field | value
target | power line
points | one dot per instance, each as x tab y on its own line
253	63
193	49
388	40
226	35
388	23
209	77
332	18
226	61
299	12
::::
# Activity
Write out each entry exactly, and omit nothing.

# Response area
field | value
target | power line
points | one dot per instance, each as x tab y on its own line
253	63
193	49
388	40
226	35
388	23
209	77
332	18
226	61
299	12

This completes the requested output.